*** Document text ***

Democrats in Congress have to quickly decide what to do about this state of affairs. Because if they do nothing, the Republicans are going to run next year on the following slogan: "Trust us to take care of national security -- we are bringing U.S. troops home from Iraq, but we're doing it in a sober, reasonable, and adult way; by listening to the counsel of generals and taking their advice seriously. Democrats have obviously proven they do not have what it takes to put America's interests before politics, and we do."

Whether this political strategy will work or not is an open question, but you can bet your bottom dollar that it will be the campaign spin from the Republicans. And it might prove to be more effective than it now sounds. If Democrats aren't careful, Republicans could wind up owning the "withdrawal" as a political issue.

The American public has already decided that it's time to get out of Iraq. No matter what the consequences, voters are sick of the situation and want us out. But they also want a plan to get out that both (1) protects soldiers as we leave, and (2) also seems like a reasonable and intelligent plan.

Congressional Democrats have been unable to provide this one solid plan to the public. Some might argue that they simply don't have the votes to force through whatever they want (especially over the inevitable Bush veto), but this ignores a larger political problem for the party. This problem can be accurately stated as: they don't even appear to be trying very hard. And that could reap disaster in next year's election for the party as a whole.

*** Dataset ***

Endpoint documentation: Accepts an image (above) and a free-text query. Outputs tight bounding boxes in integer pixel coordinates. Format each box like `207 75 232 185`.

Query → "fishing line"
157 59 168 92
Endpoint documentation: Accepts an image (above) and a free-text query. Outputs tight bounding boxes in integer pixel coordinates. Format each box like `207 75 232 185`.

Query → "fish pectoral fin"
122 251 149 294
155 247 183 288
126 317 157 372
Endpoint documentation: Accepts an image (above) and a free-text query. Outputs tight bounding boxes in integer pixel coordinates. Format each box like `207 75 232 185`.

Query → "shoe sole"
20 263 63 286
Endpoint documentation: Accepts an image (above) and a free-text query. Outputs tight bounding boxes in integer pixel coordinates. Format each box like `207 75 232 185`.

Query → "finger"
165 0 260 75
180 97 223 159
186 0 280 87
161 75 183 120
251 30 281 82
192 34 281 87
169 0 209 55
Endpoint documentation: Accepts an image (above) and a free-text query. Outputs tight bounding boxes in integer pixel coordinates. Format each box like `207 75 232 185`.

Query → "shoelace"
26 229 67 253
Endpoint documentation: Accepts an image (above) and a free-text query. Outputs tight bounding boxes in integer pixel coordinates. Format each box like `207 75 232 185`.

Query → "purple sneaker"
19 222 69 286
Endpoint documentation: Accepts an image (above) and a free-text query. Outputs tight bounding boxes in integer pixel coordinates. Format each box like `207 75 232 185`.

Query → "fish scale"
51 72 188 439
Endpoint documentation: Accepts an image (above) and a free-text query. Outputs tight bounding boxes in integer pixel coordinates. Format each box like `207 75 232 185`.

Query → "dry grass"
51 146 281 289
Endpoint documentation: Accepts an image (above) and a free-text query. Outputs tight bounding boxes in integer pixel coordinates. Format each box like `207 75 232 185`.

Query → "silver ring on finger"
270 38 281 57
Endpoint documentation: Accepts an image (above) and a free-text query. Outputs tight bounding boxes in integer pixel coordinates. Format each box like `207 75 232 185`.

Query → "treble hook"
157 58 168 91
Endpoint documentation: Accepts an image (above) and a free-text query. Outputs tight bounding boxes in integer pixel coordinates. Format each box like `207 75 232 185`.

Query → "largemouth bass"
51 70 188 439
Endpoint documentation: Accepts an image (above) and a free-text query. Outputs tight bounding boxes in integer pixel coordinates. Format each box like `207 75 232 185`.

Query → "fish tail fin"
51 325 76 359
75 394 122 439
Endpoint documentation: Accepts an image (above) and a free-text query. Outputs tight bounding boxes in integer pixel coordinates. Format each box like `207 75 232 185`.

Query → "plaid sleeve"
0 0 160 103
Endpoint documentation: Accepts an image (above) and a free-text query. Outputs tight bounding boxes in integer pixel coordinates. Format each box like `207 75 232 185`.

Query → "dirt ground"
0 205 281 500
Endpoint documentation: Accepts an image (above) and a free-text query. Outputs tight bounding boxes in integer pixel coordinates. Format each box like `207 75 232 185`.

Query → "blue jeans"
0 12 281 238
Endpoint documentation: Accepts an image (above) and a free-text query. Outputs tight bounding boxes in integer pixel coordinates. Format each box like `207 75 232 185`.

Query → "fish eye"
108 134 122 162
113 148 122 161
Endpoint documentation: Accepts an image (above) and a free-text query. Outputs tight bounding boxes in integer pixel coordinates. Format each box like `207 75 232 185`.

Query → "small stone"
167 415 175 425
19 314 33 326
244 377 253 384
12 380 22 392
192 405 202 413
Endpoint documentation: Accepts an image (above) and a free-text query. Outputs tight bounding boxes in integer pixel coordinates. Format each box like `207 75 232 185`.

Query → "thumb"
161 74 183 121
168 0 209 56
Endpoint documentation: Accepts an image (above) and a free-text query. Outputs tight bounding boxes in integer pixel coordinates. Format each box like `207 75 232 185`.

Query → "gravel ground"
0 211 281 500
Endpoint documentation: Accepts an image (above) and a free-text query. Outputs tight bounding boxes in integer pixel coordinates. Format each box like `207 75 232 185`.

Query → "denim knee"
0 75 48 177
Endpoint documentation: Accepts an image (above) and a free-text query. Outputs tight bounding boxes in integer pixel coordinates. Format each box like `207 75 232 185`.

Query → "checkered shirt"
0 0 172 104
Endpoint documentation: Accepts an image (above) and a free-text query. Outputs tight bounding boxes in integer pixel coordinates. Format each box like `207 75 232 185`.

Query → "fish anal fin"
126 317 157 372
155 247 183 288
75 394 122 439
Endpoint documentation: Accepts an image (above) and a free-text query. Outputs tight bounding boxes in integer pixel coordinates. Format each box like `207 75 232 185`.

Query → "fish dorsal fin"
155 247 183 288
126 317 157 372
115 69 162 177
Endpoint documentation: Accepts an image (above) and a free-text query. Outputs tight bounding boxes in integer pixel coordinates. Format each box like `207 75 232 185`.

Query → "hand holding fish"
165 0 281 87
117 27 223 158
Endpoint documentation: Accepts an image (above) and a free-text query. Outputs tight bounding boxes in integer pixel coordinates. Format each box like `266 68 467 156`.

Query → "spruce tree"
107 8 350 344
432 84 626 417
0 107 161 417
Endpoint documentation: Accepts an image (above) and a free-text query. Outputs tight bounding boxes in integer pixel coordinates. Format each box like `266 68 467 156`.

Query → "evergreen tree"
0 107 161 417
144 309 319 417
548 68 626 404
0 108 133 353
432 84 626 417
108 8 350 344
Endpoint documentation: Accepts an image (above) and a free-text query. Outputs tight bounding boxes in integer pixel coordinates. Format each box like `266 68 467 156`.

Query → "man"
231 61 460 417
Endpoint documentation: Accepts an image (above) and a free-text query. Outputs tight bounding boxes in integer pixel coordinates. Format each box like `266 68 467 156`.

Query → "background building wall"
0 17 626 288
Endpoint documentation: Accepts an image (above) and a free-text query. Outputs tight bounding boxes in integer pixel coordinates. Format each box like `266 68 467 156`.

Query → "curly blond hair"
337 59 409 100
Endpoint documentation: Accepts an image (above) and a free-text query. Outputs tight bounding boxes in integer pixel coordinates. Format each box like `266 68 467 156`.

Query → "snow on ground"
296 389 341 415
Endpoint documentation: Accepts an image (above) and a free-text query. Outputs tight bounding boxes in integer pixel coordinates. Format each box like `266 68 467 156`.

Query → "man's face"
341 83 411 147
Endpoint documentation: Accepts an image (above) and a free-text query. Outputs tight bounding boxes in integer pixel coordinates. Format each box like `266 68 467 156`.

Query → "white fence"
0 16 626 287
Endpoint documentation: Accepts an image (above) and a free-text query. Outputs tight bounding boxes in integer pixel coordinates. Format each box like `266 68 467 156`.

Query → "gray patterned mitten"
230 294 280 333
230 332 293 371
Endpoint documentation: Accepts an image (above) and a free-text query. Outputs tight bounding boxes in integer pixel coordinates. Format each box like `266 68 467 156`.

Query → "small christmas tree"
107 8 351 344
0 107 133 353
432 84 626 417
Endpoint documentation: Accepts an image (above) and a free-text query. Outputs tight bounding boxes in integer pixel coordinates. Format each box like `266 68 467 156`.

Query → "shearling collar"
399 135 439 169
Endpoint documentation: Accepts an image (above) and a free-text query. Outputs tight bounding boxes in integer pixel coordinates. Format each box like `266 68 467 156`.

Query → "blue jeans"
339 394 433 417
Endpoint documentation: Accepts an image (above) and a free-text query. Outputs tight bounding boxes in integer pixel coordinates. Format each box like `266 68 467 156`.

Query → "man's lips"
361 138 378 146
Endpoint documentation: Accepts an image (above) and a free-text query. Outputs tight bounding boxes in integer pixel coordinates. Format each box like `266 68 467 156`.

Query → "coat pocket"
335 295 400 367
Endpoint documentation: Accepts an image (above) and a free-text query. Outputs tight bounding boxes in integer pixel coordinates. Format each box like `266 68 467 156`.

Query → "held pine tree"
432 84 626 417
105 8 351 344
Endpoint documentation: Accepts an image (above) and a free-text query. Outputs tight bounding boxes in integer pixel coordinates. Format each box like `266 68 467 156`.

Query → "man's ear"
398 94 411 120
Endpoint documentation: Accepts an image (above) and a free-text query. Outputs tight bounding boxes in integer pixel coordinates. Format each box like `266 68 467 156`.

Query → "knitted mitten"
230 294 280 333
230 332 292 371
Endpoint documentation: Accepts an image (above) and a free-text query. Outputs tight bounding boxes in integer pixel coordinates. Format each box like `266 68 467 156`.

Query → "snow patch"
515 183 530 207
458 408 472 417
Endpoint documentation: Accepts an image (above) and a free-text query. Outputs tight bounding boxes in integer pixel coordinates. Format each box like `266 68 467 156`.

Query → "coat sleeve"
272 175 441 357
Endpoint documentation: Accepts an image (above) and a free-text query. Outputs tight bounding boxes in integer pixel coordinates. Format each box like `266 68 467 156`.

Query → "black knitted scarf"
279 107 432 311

***

#### [Task brief]
Pick up the commentary on congressional Democrats and the Iraq withdrawal right after its last sentence and carry it forward. The listing has no connection to the text.

#### [Task output]
Political impressions are almost as important as political realities, and if Democrats seem as if they can't even stand up to congressional Republicans, then why should American voters trust them to stand up to Osama Bin Laden (for instance)?

For everyone who cheered the resignation of Karl Rove, the White House PR machine seems to be humming along very nicely without him. Congressional Democrats (while carping about the Iraqi Parliament's month-long vacation) took the entire month of August off -- as, indeed, they do every year. They were all supposed to go back to their home district and eat barbeque and corn dogs for a month, then come back to Washington for the Iraq debate.

Problem is, the White House didn't waste August in this fashion. They put on a blitzkrieg PR offensive to sell the idea that the "surge" is working -- both to the press and to the public at large. To a large degree, this has changed the debate in Washington. Not so much with the public, but when the Democrats finally put down the spareribs and potato salad and returned to Congress, they found that the entire Washington political atmosphere surrounding the Iraq debate had changed.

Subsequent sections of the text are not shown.